Requirement 1: In the PCN pharmacy glossary, rewrite the paragraph beginning "The contract between NHS England and Primary Care Networks" as a short list that keeps its main facts.
Requirement 2: According to the PCN pharmacy glossary, how many patients does a Primary Care Network typically serve?
Requirement 3: Extend the PCN pharmacy glossary past its final entry by adding further entries in the same format.

Selected passage:
+===+

Reference · glossary

PCN pharmacy glossary.

Plain-English definitions of the acronyms that run PCN pharmacy. Aimed at PCN Clinical Directors, Practice Managers and pharmacists new to primary care.

The terms, in one place.

ARRSAdditional Roles Reimbursement Scheme

NHS England scheme that reimburses Primary Care Networks for the cost of employing additional clinical roles — including clinical pharmacists, pharmacy technicians, paramedics, social prescribers and more. ARRS sits within the Network Contract DES and has an annual reimbursable rate per role.

DESNetwork Contract Directed Enhanced Service

The contract between NHS England and Primary Care Networks that sets out PCN entitlements, service requirements, ARRS allocation and accountability. Updated annually — currently in 2025/26 with the 2026/27 service requirements published.

PCNPrimary Care Network

A group of GP practices working together to deliver care to a defined population of typically 30,000–50,000 patients. The PCN is the unit at which much of NHS general practice planning, ARRS funding and DES delivery sits.

ICBIntegrated Care Board

Statutory NHS body responsible for planning health services for a defined geography. ICBs hold the relationship with PCNs for DES contracting, ARRS reimbursement and Medicines Optimisation priorities.

IIFInvestment & Impact Fund

PCN-level pay-for-performance scheme within the DES, with indicators across CVD prevention, vaccination, learning disabilities and access. Pharmacist input moves several core IIF indicators directly.

+===+

Information shown:

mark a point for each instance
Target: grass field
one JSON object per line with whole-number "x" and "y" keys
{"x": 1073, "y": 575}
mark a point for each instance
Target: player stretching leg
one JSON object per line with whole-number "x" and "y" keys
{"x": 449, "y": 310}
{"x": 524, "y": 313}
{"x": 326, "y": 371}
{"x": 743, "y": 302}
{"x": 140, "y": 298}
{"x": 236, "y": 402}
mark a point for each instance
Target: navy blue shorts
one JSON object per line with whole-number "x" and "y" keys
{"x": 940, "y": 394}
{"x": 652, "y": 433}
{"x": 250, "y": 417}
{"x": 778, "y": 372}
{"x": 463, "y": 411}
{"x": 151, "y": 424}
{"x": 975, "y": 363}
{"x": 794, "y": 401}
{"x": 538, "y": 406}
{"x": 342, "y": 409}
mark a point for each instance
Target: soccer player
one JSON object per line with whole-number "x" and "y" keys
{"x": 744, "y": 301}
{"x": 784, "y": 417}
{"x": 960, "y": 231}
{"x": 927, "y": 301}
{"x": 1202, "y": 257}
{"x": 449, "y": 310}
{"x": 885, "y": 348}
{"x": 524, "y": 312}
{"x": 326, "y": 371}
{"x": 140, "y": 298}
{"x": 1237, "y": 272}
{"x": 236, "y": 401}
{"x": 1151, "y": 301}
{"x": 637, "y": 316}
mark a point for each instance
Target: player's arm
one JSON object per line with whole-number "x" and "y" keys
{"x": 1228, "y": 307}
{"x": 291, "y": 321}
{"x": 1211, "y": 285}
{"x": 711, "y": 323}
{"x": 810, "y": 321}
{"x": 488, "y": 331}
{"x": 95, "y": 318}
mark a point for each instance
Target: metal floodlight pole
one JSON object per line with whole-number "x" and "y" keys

+===+

Answer space 1:
- Contract between NHS England and Primary Care Networks
- Sets out PCN entitlements, service requirements, ARRS allocation and accountability
- Updated annually: currently in 2025/26, with the 2026/27 service requirements published

Answer space 2: Typically 30,000–50,000 patients.

Answer space 3:
QOFQuality and Outcomes Framework

Practice-level pay-for-performance framework with clinical indicators across long-term conditions. Pharmacist-led titration and review work moves QOF achievement on hypertension, lipids, diabetes and CKD.

SMRStructured Medication Review

Comprehensive, clinical review of a patient's medication — typically 60–90 minutes including preparation and documentation. The DES sets SMR as a core PCN pharmacist activity for polypharmacy, frailty and care home cohorts.

IPIndependent Prescriber

A pharmacist (or other non-medical clinician) qualified to prescribe medication independently within their scope of practice. Most senior PCN pharmacists are IPs; the qualification is typically completed within 18 months of joining a PCN role.

DPPDesignated Prescribing Practitioner

A clinician (usually a GP or experienced IP) who supervises a pharmacist or other non-medical clinician through their independent prescribing qualification.

MURMedicines Use Review

Historic community pharmacy service — largely superseded by SMRs and the New Medicine Service in primary care.

NMSNew Medicine Service

Community pharmacy service for patients newly prescribed certain long-term medicines — focused on adherence and side-effect support.

MRMedicines Reconciliation

The process of comparing a patient's medication record across care transitions — most often after hospital discharge — to identify and resolve discrepancies. A core PCN pharmacist activity and an IIF-aligned outcome.

CPPECentre for Pharmacy Postgraduate Education

NHS education provider for pharmacists. The CPPE Primary Care Pharmacy Education Pathway is the standard induction route for new PCN clinical pharmacists.

DSPTData Security and Protection Toolkit

Annual NHS information governance self-assessment required of any organisation accessing NHS data. BCS is NHS DSPT compliant.

HSCNHealth and Social Care Network

The secure network used across NHS organisations. BCS operates HSCN-secured infrastructure for remote prescribing and inter-hub working.

CDClinical Director

The GP (occasionally another senior clinician) who leads a Primary Care Network. The PCN CD is the contracting and clinical accountability point for ARRS-funded roles including PCN pharmacists.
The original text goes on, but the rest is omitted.